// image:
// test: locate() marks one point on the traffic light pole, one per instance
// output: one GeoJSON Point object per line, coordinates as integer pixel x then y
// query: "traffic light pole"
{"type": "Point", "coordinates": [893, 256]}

===============

◆ **Task**
Starting with the line that contains "one per instance", return every line through the last one of the records, exactly as written.

◆ **Output**
// test: locate() marks one point on the traffic light pole, one per instance
// output: one GeoJSON Point object per line, coordinates as integer pixel x then y
// query: "traffic light pole"
{"type": "Point", "coordinates": [893, 256]}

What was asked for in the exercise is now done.